* ACTIVITY: Where a line holds the word "clicks", copy that line from the data below.

* PROVIDED DATA:
....
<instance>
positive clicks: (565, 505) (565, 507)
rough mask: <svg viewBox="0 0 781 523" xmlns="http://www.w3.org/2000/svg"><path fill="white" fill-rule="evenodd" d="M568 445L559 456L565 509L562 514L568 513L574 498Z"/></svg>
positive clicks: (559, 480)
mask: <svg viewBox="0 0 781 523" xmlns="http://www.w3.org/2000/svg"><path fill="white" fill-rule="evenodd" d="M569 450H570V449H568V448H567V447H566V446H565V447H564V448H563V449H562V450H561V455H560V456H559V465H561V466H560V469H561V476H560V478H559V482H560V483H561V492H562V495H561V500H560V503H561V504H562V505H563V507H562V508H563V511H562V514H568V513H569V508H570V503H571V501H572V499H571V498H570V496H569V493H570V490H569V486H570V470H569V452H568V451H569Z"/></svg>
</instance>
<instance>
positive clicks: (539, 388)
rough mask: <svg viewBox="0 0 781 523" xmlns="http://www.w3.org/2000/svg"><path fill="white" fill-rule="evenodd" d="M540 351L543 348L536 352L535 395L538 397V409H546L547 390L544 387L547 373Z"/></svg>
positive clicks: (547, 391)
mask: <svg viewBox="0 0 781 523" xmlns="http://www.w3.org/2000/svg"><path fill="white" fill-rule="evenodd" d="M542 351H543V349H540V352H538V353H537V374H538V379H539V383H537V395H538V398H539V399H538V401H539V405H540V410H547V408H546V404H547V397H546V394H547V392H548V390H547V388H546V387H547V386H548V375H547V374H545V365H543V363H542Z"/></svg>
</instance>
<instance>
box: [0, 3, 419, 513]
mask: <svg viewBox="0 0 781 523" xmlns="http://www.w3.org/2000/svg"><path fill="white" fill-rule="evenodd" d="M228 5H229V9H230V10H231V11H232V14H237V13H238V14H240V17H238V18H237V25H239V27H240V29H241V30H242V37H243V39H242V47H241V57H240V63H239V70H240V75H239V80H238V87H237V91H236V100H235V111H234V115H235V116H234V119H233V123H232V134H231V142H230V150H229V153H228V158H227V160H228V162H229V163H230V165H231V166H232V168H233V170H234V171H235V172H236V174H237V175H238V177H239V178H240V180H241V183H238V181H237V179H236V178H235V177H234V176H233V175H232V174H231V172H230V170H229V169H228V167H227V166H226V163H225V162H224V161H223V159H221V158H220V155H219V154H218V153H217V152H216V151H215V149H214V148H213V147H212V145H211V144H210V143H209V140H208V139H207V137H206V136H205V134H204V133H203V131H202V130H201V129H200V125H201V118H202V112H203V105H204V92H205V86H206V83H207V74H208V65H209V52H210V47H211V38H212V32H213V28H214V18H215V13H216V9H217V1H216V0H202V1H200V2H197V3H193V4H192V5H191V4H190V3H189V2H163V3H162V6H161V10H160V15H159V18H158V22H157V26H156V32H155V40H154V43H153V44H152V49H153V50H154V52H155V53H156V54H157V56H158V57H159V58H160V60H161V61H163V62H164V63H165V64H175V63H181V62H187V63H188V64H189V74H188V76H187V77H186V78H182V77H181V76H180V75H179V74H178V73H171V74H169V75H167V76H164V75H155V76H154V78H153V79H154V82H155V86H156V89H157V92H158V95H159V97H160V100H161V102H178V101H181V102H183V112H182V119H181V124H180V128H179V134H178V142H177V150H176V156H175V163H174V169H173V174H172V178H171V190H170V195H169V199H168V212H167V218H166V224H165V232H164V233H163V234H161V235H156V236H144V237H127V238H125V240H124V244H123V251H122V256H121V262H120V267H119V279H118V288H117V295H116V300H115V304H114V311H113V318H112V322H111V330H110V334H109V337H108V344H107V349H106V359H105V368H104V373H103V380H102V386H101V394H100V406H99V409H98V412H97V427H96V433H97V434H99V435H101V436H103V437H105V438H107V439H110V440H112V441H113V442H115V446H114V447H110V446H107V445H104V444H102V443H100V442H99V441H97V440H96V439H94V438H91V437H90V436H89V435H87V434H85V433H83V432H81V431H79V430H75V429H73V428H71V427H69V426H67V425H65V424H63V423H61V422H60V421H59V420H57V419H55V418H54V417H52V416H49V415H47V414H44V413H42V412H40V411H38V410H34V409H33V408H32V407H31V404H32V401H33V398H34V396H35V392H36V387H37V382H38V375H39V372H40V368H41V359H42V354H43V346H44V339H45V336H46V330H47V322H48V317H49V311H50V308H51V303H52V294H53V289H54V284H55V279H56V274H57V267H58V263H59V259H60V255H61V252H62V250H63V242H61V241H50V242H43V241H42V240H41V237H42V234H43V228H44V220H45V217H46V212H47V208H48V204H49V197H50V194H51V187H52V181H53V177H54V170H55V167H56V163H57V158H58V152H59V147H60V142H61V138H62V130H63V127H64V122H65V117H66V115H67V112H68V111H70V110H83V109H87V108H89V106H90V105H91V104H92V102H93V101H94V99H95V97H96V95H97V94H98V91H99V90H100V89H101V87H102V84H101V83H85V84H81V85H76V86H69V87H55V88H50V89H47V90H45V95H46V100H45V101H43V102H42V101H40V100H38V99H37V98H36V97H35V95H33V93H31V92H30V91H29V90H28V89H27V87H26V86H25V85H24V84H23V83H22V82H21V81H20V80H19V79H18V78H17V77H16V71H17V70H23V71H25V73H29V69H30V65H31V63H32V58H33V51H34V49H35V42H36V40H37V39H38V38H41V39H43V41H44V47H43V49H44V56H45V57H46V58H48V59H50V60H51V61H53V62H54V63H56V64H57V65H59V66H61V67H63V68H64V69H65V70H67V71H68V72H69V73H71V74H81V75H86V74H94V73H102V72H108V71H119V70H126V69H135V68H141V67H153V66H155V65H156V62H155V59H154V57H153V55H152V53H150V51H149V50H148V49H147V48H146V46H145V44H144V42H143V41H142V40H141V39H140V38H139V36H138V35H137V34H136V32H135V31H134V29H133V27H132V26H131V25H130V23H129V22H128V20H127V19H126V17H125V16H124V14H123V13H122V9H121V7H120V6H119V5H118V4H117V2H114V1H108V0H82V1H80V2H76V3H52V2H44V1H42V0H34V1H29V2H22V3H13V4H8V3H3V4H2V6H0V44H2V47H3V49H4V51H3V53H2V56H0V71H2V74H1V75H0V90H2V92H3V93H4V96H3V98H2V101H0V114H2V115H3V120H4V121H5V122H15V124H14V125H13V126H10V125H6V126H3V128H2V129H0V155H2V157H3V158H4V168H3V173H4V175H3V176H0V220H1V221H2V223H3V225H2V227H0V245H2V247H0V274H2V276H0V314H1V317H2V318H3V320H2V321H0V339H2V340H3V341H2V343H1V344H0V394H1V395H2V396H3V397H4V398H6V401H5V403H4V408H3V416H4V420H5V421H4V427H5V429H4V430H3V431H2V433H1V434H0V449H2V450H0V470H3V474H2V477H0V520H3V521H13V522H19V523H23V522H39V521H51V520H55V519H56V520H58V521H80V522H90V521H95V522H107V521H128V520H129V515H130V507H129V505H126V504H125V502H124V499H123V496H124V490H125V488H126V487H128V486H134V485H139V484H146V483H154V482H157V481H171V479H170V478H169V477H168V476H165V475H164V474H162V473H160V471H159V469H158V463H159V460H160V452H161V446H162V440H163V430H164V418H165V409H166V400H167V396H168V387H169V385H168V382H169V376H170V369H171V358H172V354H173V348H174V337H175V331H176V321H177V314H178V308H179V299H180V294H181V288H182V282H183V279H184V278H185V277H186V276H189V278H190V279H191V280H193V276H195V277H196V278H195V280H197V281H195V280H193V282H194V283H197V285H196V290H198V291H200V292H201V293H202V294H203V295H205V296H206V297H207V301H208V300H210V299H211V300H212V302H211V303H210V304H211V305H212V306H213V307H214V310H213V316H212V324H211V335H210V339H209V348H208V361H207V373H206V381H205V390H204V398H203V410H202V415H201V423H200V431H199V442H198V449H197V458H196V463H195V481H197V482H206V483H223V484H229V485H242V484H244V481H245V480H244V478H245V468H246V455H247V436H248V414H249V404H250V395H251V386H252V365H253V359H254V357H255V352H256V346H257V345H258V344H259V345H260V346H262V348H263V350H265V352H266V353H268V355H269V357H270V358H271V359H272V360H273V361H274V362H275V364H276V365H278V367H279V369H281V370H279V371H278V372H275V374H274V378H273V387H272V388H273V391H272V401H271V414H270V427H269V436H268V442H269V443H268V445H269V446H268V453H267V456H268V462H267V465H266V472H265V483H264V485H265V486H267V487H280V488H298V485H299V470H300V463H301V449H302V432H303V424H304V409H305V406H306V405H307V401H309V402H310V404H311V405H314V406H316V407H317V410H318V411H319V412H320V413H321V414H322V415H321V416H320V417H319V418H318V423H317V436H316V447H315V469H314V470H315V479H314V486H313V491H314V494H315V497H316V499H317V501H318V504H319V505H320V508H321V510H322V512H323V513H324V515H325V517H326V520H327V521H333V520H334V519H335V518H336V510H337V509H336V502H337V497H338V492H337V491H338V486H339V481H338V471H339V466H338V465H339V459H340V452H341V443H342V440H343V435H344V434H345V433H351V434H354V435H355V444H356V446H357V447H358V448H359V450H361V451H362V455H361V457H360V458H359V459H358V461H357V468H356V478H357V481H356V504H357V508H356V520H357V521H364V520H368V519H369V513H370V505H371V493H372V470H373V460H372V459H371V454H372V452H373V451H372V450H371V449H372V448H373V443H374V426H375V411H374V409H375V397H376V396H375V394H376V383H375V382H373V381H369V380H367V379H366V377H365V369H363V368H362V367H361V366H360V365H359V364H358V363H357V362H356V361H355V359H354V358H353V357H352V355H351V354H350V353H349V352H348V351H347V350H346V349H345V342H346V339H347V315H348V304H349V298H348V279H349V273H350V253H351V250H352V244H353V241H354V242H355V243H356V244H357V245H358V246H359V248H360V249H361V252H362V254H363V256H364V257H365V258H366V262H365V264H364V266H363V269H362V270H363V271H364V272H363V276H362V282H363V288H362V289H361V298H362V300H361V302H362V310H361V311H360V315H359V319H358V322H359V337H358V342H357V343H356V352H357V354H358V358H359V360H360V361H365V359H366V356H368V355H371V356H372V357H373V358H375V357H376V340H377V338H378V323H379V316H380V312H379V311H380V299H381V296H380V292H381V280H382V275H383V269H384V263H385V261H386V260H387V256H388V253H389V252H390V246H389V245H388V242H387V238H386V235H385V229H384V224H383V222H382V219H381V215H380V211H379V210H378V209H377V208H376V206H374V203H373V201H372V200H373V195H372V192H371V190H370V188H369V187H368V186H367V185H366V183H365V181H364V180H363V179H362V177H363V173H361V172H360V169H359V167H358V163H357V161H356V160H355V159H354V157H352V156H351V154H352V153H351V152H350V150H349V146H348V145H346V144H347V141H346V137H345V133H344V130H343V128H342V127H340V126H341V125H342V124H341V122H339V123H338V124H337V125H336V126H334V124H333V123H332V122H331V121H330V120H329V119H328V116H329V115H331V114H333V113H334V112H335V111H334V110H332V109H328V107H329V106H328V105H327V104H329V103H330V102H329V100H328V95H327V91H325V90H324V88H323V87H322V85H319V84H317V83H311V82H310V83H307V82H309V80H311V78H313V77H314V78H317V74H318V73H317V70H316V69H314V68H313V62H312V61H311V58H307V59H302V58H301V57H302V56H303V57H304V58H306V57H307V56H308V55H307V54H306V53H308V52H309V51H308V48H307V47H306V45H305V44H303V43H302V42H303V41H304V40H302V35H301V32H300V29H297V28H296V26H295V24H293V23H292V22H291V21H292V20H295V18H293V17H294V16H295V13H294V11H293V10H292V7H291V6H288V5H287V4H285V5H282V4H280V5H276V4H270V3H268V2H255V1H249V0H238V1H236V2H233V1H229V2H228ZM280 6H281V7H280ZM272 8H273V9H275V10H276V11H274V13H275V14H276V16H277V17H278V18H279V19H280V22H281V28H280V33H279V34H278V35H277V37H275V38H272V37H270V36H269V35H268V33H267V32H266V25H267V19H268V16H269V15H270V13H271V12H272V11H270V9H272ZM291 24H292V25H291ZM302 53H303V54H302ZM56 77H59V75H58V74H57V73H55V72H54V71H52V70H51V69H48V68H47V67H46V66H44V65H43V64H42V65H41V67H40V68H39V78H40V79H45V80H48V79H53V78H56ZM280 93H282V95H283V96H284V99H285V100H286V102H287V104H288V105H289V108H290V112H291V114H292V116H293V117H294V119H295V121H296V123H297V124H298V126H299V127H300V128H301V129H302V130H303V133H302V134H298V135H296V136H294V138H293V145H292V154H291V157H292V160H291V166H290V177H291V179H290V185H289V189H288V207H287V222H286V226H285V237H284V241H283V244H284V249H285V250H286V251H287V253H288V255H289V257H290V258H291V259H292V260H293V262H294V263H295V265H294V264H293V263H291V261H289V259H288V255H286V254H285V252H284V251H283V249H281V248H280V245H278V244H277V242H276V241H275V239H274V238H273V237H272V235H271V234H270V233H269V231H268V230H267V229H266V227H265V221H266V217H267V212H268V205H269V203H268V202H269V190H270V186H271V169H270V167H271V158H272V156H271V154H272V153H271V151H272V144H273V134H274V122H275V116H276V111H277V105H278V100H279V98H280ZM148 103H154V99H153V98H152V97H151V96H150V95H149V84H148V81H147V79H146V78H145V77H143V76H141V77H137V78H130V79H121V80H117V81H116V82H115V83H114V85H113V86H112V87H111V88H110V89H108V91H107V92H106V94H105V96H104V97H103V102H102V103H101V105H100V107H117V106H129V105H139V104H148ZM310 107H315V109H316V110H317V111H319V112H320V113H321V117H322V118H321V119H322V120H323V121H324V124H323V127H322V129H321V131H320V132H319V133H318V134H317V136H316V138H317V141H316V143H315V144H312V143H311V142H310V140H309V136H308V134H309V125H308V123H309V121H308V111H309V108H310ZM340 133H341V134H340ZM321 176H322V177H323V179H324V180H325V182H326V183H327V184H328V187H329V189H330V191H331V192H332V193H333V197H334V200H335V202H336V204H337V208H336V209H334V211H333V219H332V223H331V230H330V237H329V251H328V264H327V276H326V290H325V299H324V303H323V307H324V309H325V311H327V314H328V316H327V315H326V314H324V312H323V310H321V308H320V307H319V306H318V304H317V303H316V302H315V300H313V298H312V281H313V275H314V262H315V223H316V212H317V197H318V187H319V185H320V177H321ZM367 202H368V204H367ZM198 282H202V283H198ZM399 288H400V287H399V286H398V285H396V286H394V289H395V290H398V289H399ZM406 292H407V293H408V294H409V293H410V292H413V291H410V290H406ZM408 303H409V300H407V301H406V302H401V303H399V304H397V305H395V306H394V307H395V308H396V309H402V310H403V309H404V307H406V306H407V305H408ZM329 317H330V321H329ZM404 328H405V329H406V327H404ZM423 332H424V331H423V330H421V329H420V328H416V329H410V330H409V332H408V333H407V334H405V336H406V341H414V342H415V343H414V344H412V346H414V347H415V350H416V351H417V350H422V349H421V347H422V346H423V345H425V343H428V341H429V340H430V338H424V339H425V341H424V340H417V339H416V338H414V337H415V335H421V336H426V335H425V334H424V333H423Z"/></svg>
....
* ANSWER:
positive clicks: (565, 505) (565, 507)
positive clicks: (559, 480)
positive clicks: (539, 388)
positive clicks: (547, 391)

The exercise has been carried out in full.